Investors are seemingly questioning now whether the iQOS can be as popular or dominant elsewhere — particularly in the U.S., the world’s largest cigarette market — since consumers have access to many different types of e-cigs.
Philip Morris is awaiting word from the Food & Drug Administration on whether it can market the iQOS with a reduced-risk label. If it gains approval, that could give it a competitive edge, though with the agency’s advisory panel recommending against it, it seems like a long shot.
Is Philip Morris International a buy?
The cigarette leader is still operating a profitable business. And though its mainstay combustible cigarettes are slowly fading away — and Philip Morris itself is actively trying to wean smokers off of them — it remains a business that is not going away anytime soon.
That means Philip Morris International will continue to churn out profits for investors for years to come. Even if its iQOS heated tobacco product doesn’t cause the mass migration to electronic cigarettes originally hoped for, it is still likely to be a leading product in the marketplace — and for the tobacco company.
Although the drop in share price has caused Philip Morris to trade at just 16 times trailing earnings and 15 times next year’s estimates, it still goes for four times its sales and 72 times the free cash flow it produces. That’s not cheap, and it may take a further erosion in its stock’s value to put it in a price range that would make it more interesting to investors.

Written task 1 —
Please answer these questions using the Philip Morris excerpt:
(a) What label does Philip Morris want to market the iQOS with?
(b) Which country is called the world's largest cigarette market?
(c) How many times its free cash flow does Philip Morris trade at?

Dataset entries —
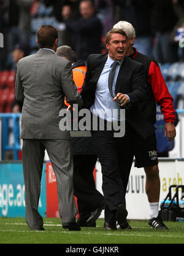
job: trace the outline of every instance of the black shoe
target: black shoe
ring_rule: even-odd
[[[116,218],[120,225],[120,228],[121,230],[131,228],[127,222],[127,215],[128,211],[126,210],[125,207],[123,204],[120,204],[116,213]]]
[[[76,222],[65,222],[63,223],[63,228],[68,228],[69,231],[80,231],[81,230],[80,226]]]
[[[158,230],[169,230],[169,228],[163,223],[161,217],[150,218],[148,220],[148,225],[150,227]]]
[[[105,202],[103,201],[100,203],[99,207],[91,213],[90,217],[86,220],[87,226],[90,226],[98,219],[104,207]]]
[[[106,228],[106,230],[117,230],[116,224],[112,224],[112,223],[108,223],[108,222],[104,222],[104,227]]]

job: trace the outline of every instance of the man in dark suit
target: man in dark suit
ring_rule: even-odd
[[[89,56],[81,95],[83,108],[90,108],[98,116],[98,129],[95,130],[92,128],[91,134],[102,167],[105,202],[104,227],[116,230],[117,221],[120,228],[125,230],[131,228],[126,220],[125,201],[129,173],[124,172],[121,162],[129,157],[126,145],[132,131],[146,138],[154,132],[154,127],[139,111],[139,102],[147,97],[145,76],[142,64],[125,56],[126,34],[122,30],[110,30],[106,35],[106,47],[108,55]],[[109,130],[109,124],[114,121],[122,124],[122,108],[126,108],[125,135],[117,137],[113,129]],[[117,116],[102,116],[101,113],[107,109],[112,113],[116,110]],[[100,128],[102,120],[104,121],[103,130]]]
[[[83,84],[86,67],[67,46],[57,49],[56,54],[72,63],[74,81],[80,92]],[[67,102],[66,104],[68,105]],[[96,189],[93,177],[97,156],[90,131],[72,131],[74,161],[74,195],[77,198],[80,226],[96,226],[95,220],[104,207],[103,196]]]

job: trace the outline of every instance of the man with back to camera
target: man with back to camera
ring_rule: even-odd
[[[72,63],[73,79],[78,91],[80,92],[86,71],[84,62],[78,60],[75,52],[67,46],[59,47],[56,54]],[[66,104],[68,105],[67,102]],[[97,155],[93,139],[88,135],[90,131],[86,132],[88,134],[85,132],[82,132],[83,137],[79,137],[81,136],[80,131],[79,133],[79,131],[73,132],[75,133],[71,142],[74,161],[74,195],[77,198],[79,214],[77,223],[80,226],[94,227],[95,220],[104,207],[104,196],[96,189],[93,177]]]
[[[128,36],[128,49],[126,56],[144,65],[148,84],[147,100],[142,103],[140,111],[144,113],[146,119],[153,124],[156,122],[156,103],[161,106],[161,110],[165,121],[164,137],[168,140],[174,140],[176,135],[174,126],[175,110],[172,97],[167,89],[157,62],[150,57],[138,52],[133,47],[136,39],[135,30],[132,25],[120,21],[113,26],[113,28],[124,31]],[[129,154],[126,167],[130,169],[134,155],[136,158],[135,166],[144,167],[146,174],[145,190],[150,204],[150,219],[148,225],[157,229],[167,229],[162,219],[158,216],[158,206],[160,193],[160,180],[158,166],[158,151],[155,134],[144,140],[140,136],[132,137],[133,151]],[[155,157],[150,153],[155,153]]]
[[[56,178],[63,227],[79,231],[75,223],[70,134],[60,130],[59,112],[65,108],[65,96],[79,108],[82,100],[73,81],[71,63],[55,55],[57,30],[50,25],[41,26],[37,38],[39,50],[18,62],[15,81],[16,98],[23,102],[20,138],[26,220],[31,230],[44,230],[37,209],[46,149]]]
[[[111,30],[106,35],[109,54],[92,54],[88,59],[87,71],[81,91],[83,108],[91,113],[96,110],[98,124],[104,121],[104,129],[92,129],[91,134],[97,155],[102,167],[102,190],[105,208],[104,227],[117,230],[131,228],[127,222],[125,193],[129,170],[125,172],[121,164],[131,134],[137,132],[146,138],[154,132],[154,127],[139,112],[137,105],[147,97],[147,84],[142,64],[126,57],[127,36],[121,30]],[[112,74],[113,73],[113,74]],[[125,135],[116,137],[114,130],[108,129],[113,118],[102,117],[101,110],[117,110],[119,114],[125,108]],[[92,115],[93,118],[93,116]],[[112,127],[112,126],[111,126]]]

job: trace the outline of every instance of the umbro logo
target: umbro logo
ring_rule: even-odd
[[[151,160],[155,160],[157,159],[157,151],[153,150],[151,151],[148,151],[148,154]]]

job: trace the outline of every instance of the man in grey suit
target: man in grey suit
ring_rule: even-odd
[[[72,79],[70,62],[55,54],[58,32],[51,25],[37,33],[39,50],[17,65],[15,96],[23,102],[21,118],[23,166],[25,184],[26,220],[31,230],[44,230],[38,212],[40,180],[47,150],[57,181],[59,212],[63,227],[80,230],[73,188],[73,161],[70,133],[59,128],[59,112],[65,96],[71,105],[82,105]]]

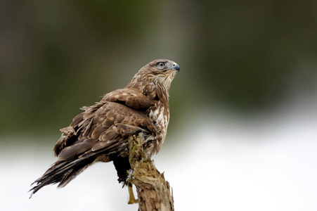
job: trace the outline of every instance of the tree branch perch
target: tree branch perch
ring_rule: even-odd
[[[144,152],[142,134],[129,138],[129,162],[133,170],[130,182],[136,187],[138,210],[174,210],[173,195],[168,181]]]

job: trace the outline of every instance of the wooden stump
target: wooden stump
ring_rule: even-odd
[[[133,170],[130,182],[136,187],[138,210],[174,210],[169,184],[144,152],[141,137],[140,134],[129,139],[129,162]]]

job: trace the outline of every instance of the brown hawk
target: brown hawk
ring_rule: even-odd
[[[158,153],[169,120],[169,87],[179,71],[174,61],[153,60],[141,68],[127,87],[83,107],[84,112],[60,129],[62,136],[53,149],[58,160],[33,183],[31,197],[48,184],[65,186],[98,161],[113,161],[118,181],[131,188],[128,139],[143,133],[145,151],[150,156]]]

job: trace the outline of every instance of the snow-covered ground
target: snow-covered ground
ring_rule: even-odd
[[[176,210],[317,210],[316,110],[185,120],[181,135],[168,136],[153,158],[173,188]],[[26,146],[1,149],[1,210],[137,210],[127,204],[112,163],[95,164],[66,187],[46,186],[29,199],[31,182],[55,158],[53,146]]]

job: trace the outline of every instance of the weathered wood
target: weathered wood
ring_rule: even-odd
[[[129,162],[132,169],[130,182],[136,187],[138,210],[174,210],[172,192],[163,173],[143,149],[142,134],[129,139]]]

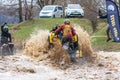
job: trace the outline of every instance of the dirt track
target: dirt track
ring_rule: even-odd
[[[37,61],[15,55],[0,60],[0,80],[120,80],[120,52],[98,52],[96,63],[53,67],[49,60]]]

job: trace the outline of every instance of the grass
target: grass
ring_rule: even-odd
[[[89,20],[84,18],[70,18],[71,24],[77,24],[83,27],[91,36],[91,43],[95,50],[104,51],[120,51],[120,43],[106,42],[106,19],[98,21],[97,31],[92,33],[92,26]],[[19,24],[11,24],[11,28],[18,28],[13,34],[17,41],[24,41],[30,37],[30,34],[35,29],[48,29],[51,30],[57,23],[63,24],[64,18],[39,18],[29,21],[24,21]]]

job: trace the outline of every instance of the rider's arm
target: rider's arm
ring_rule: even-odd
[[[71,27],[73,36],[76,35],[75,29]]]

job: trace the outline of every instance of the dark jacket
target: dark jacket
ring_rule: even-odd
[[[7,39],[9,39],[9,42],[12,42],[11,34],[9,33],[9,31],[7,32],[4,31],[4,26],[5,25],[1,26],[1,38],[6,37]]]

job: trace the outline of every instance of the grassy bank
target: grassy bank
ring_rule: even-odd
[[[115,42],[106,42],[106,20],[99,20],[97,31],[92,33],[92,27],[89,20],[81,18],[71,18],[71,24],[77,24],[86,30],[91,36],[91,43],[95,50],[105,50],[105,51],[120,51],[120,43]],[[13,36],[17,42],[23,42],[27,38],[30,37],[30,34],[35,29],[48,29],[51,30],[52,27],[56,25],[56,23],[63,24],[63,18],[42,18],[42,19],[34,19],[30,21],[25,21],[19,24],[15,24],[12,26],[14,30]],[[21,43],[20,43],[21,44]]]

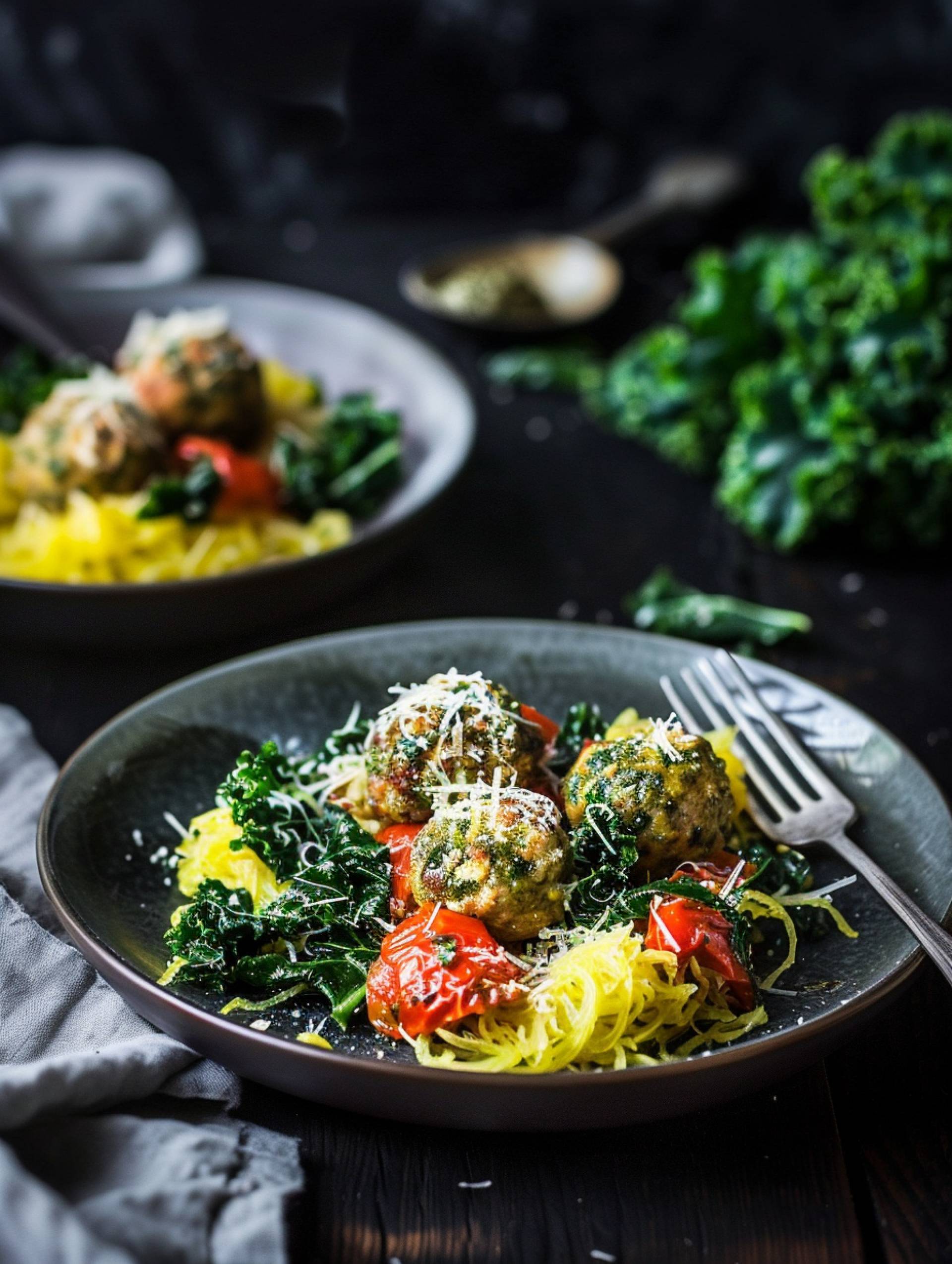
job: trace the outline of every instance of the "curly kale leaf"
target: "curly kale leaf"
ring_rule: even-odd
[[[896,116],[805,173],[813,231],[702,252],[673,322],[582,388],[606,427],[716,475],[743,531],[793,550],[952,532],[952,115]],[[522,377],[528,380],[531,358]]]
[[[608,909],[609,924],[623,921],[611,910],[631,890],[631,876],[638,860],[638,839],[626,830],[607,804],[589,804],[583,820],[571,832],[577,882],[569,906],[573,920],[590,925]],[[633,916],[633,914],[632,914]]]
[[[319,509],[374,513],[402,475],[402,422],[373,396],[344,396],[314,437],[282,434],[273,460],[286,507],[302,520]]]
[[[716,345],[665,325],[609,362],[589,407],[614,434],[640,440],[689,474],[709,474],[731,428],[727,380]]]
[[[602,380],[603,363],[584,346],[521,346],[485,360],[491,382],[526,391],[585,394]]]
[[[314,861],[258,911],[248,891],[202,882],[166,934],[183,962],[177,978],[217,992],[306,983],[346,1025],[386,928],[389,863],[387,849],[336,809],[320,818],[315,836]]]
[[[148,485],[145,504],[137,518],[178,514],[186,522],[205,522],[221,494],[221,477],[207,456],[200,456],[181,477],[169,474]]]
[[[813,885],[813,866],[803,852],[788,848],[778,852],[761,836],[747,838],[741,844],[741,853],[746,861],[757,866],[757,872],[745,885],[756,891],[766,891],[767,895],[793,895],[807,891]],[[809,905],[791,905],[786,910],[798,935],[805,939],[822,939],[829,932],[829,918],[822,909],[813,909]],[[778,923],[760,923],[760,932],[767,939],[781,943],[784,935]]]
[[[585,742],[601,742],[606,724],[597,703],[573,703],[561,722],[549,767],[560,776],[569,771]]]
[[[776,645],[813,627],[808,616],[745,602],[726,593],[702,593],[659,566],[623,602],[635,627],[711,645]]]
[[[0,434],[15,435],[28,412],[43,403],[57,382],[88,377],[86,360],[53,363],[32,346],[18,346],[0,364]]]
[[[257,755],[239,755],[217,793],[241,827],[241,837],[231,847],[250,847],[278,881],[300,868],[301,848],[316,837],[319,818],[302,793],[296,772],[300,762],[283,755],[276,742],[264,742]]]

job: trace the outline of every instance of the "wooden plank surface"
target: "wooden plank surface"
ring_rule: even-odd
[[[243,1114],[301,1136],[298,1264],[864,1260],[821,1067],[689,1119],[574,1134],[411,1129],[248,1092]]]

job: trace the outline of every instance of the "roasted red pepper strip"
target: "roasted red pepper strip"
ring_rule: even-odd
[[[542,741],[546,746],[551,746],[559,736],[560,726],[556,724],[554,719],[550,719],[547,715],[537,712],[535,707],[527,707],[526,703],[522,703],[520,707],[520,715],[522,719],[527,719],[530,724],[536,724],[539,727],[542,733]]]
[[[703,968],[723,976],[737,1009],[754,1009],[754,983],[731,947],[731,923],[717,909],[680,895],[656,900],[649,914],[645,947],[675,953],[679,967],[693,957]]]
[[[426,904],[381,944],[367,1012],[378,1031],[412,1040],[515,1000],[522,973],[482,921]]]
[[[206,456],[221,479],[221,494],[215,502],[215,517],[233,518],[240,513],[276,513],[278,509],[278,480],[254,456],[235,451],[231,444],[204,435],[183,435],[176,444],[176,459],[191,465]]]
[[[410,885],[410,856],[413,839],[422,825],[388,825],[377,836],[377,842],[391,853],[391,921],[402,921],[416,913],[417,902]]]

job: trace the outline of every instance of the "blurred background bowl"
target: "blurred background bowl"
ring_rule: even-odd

Written task 2 — Show each line of the records that contains the word "hawk".

Finished answer 1 —
(a) A reduced-risk label.
(b) The U.S.
(c) 72 times.

Finished answer 2 —
job: trace the outline of every instance of the brown hawk
target: brown hawk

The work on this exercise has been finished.